TASK DIRECTIONS
The word "white" marks the lines to keep; find each one in the data and copy it.

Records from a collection
_ _ _ _ _ _ _

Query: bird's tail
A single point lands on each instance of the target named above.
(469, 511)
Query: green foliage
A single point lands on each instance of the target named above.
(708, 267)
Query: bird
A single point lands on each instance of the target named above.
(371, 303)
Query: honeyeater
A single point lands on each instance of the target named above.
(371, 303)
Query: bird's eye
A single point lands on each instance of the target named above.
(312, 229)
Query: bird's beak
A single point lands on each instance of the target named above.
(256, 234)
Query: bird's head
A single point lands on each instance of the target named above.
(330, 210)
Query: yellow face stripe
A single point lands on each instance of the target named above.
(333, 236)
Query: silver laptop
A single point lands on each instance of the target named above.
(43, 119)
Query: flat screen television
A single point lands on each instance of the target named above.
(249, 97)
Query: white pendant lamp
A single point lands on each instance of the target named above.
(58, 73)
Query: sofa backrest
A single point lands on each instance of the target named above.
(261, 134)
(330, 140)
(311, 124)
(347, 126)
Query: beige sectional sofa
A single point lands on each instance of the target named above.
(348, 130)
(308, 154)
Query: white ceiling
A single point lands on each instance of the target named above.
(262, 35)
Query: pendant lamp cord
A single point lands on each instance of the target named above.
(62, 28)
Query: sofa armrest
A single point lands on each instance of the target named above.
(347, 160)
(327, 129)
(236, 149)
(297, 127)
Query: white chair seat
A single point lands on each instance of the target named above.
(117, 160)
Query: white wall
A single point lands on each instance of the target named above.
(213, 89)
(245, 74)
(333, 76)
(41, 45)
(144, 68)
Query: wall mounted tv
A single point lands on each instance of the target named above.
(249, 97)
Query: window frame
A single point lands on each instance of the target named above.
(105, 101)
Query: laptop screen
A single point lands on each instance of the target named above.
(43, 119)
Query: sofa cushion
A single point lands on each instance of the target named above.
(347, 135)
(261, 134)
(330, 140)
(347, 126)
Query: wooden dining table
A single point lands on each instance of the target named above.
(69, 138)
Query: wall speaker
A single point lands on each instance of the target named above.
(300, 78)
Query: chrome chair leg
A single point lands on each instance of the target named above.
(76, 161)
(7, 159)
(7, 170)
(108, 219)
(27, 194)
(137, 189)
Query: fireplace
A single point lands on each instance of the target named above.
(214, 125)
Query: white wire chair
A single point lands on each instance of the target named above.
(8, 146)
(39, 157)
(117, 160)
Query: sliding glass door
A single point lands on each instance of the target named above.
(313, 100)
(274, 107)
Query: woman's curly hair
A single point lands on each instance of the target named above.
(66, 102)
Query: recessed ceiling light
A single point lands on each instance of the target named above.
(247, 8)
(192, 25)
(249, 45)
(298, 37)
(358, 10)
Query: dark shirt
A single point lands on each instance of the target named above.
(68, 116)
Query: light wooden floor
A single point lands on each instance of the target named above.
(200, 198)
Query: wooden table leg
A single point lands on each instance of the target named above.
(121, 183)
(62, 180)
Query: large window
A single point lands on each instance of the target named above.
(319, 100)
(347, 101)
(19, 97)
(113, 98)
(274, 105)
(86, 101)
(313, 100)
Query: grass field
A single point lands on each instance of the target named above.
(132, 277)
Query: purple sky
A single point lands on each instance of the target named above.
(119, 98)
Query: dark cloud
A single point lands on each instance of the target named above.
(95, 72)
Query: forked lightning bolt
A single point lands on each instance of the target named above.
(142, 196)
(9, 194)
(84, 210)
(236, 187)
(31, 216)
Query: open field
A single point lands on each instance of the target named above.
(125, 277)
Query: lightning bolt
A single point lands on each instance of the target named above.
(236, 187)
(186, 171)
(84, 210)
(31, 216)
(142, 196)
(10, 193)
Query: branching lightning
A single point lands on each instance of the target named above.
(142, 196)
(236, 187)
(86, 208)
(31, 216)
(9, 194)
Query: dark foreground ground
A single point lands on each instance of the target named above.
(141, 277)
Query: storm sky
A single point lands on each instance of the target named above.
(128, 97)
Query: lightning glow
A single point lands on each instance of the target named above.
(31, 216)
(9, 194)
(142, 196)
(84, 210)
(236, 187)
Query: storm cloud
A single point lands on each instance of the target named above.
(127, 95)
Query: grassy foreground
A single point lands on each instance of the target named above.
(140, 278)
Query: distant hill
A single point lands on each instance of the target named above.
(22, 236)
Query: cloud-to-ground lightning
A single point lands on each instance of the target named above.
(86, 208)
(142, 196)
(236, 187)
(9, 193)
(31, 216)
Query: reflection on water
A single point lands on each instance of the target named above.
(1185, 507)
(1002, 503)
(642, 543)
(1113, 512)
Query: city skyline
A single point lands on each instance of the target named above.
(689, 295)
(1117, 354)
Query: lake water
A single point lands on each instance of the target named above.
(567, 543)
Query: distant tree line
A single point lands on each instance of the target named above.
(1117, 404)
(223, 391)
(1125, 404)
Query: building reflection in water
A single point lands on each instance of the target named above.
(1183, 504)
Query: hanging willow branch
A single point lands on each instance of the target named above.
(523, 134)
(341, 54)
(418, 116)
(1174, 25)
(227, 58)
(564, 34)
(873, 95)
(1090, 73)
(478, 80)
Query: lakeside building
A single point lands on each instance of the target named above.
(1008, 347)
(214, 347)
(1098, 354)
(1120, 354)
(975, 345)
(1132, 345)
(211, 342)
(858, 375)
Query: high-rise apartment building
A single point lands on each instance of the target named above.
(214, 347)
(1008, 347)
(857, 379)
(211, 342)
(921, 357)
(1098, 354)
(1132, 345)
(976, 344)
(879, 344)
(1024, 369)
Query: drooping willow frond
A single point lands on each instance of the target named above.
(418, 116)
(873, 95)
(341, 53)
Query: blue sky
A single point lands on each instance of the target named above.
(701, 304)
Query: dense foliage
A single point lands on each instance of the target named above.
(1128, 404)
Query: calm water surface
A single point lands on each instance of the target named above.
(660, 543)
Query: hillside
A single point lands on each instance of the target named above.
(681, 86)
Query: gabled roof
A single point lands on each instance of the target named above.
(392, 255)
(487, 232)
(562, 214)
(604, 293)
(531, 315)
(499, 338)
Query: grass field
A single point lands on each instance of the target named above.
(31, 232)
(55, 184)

_ _ _ _ _ _ _

ANSWER AREA
Query: white pendant lamp
Query: white ceiling
Query: white chair seat
Query: white wall
Query: white wire chair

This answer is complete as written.